*** PASSAGE PROVIDED Section Begins ***

A framework for quantification and visualization of segmentation accuracy and variability in 3D lateral ventricle ultrasound images of preterm neonates

Authors


Abstract

Purpose:

Intraventricular hemorrhage (IVH) is a major cause of brain injury in preterm neonates. Three dimensional ultrasound (US) imaging systems have been developed to visualize 3D anatomical structure of preterm neonatal intracranial ventricular system with IVH and ventricular dilation. To allow quantitative analysis, the ventricle system is required to be segmented accurately and efficiently from 3D US images. Although semiautomatic segmentation algorithms have been developed, local segmentation accuracy and variability associated with these algorithms should be evaluated statistically before they can be applied in clinical settings. This work proposes a statistical framework to quantify the local accuracy and variability and performs statistical tests to identify locations where the semiautomatically segmented surfaces are significantly different from manually segmented surfaces.

Methods:

Three dimensional lateral ventricle US images of preterm neonates were each segmented six times manually and using a semiautomated segmentation algorithm. The local difference between manually and algorithmically segmented surfaces as well as the segmentation variability for each method was computed and superimposed on the ventricular surface of each subject. To summarize the segmentation performance for a whole group of subjects, the subject-specific local difference and standard deviation maps were registered onto a 3D template ventricular surface using a nonrigid registration algorithm. Pointwise, intersubject average accuracy and pooled variability for the whole group of subjects can be computed and visualized on the template surface, providing a summary of performance of the segmentation algorithm for the whole group of ventricles with highly variable geometry. In addition to pointwise statistical analysis performed on the template surface, statistical conclusion regarding the accuracy of the segmentation algorithm was made for subregions and the whole ventricle with the spatial correlation of pointwise accuracy taken into account.

*** PASSAGE PROVIDED Section Ends ***
*** DATASET EXCERPT Section Begins ***

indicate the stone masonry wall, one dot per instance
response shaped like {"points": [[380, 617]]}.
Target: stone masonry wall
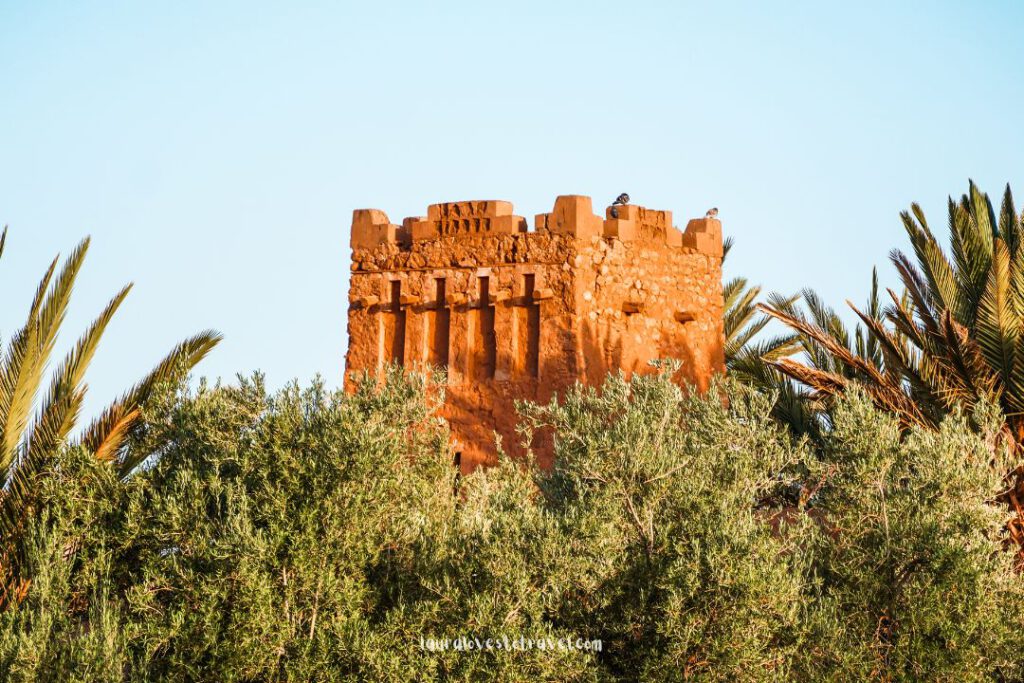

*** DATASET EXCERPT Section Ends ***

- [WHAT YOU WILL DO]
• A. Translate this sentence from the abstract on ventricle segmentation in 3D ultrasound into Spanish: "Intraventricular hemorrhage (IVH) is a major cause of brain injury in preterm neonates."
• B. According to the abstract on ventricle segmentation in 3D ultrasound, how many times was each lateral ventricle image segmented with each method?
• C. Go on with the abstract on ventricle segmentation in 3D ultrasound, starting after its last sentence.

- [OUTPUTS IN ORDER]
• A. La hemorragia intraventricular (IVH) es una causa importante de lesión cerebral en neonatos prematuros.

• B. Six times.

• C.
Results:

Ten 3D US images were involved in this study. Pointwise local difference, ΔS, its absolute value |ΔS| as well as the standard deviations of the manual and algorithm segmentations were computed and superimposed on the each ventricle surface. Regions with lower segmentation accuracy and higher segmentation variability can be identified from these maps, and the localized information was applied to improve the accuracy of the algorithm. Intersubject average ΔS and |ΔS| as well as pooled standard deviations was computed on the template surface. Intersubject average ΔS and |ΔS| indicated that the algorithm underestimated regions in the neighborhood of the tips of anterior, inferior, and posterior horns. Intersubject pooled standard deviations indicated that manual segmentation had a higher segmentation variability than algorithm segmentation over the whole ventricle. Statistical analysis on the template surface showed that there was significant difference between algorithm and manual methods for segmenting the right lateral ventricle but not for the left lateral ventricle.

Conclusions:

A framework was proposed for evaluating, visualizing, and summarizing the local accuracy and variability of a segmentation algorithm. This framework can be used for improving the accuracy of segmentation algorithms, as well as providing useful feedback to improve the manual segmentation performance. More importantly, this framework can be applied for longitudinal monitoring of local ventricular changes of neonates with IVH.